::: Records supplied :::

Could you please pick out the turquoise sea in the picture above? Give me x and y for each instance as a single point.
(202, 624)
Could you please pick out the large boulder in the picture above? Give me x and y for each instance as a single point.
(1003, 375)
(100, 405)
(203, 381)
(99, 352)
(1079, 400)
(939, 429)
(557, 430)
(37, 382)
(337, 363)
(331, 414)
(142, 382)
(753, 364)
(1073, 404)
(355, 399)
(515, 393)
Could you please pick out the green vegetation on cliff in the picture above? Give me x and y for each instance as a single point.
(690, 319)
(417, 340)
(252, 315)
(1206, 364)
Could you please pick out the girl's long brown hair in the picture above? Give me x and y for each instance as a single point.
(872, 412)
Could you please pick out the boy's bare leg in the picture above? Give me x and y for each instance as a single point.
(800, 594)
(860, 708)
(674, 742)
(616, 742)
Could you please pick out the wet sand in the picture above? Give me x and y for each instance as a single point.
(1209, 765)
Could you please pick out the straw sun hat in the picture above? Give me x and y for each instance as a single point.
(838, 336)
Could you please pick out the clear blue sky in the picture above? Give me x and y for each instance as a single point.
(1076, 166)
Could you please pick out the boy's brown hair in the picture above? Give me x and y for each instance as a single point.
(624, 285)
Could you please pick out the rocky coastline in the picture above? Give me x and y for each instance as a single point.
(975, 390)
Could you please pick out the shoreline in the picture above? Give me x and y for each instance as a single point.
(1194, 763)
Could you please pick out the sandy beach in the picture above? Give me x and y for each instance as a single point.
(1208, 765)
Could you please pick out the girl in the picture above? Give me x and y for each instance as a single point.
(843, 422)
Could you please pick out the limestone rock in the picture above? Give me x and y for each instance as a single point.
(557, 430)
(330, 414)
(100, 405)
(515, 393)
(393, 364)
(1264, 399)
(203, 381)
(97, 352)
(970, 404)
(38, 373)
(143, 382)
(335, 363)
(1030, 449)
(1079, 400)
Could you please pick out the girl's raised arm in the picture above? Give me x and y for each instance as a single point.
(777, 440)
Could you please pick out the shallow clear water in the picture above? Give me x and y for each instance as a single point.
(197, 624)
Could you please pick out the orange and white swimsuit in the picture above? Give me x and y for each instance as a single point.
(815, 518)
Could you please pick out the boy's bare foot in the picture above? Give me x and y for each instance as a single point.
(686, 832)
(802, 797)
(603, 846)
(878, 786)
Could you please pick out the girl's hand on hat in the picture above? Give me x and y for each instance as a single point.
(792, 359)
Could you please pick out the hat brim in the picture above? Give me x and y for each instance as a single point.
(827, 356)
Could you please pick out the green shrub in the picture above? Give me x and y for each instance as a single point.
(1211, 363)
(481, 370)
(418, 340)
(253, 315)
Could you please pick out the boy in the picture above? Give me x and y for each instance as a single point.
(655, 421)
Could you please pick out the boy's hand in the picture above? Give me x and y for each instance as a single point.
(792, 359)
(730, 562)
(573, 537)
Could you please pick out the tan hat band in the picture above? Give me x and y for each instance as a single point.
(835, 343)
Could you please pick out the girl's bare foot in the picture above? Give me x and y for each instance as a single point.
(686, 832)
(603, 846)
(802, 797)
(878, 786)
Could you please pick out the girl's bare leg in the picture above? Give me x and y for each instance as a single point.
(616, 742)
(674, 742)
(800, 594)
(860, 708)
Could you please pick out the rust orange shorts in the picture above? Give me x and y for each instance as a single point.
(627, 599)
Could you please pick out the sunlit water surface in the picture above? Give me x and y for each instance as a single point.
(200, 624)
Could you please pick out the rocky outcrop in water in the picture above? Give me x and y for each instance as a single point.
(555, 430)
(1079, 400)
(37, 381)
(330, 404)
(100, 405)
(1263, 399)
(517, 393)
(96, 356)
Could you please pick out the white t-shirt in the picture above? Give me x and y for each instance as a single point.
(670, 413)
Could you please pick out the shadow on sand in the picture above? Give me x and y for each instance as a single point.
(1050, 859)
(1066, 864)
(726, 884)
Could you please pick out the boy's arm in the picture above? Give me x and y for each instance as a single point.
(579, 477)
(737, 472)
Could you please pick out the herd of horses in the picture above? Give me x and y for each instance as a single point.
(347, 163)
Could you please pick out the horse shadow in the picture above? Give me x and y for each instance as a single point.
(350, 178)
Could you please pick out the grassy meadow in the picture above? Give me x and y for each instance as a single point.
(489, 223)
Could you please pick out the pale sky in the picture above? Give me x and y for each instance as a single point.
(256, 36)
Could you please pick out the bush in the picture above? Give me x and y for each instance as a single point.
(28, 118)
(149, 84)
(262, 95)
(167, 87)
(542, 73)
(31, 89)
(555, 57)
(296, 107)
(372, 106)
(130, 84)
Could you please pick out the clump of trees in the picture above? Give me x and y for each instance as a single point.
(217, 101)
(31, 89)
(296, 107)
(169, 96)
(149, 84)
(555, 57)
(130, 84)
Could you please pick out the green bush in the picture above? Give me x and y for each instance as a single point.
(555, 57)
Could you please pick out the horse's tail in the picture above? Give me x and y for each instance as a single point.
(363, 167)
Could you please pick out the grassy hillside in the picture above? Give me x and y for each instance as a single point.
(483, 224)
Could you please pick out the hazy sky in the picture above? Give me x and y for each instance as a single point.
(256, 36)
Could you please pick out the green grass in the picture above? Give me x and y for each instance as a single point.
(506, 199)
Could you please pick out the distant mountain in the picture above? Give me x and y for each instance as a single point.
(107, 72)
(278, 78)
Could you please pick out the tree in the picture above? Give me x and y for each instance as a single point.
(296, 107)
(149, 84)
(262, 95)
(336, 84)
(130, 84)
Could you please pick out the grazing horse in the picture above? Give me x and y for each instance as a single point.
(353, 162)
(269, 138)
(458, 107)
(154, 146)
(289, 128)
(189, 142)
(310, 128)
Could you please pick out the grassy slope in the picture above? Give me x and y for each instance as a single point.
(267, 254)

:::

**Task brief**
Take the line holding "Could you please pick out the horse's" and all lines after it through the end of the data, and set them down exactly.

**Completed task**
Could you please pick out the horse's tail in the picture above? Give me x and y for each instance as a single point.
(363, 167)
Could you please pick out the grassy hillside in the picture above? Give me x and y for each instance as a single point.
(483, 224)
Could you please pick out the hazy sky in the picture above? Give me x and y for each instance as a single point.
(256, 36)
Could you please pick out the green grass in the picture above? Give me x and y for each instance as a single point.
(506, 199)
Could you please pick out the distant mountain in the picture above? Give me x and y for each instance as a single point.
(107, 72)
(278, 78)
Could you please pick out the tree in the picture above? Give me x and y for each instance as a single point.
(296, 107)
(149, 84)
(262, 95)
(336, 84)
(130, 84)
Could you please pick out the grazing horse in the picture above? Give me x and y for each instance as a single point.
(353, 162)
(269, 138)
(458, 107)
(154, 146)
(289, 128)
(189, 142)
(310, 128)
Could you please pick out the grassy slope in the picture above? Give me x and y for each instance as a single point.
(267, 254)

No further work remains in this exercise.